Count the lines below that contain the string "green", treating uppercase and lowercase as distinct, and give only that number.

========================================

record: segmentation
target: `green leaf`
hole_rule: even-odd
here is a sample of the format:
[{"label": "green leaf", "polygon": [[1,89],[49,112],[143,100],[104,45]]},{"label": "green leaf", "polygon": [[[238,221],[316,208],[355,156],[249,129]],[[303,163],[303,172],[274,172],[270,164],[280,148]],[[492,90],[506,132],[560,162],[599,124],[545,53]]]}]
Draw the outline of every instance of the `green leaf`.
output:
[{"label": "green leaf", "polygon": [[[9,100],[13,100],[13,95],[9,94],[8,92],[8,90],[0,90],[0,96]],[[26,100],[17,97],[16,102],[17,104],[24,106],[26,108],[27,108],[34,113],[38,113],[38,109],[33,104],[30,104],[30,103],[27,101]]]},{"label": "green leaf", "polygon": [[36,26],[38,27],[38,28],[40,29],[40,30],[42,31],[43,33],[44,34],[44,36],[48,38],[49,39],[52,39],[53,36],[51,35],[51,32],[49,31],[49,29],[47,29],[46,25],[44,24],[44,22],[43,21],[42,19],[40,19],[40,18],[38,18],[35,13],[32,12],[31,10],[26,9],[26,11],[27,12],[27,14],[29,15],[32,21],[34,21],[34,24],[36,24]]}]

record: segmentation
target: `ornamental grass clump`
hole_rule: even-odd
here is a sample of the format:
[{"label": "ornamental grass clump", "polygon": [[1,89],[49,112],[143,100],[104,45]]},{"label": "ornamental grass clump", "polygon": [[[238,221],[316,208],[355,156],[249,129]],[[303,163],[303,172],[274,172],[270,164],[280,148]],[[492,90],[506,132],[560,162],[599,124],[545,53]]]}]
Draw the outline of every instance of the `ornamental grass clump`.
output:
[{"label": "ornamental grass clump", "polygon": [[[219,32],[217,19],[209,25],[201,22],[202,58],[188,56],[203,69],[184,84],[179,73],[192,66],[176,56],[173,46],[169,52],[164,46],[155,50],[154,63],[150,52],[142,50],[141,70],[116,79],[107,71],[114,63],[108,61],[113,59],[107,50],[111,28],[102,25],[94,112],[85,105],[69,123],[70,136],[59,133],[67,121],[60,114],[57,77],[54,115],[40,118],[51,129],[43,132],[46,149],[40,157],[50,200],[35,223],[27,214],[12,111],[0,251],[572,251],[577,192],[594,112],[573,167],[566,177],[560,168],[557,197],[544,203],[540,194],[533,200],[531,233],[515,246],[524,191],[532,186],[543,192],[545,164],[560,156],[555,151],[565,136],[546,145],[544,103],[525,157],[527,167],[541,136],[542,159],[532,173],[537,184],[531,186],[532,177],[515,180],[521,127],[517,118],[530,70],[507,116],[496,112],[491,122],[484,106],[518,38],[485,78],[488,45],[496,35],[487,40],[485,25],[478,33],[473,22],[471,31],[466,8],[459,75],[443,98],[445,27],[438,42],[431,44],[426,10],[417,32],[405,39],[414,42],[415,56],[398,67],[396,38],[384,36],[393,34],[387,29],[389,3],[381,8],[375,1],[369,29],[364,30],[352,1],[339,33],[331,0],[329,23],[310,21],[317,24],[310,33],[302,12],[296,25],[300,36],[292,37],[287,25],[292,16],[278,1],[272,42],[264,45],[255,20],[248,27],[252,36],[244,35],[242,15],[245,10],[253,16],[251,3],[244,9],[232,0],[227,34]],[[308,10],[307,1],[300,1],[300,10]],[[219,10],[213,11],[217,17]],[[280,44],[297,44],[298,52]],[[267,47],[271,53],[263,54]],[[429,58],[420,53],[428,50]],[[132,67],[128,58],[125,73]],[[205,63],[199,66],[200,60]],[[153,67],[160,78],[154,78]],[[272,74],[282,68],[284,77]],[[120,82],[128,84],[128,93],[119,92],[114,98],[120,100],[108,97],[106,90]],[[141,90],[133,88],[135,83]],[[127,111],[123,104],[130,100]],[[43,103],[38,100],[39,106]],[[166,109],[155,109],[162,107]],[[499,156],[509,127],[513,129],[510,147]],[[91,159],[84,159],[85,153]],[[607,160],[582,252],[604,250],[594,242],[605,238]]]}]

========================================

> _RESULT FOR THIS TASK_:
4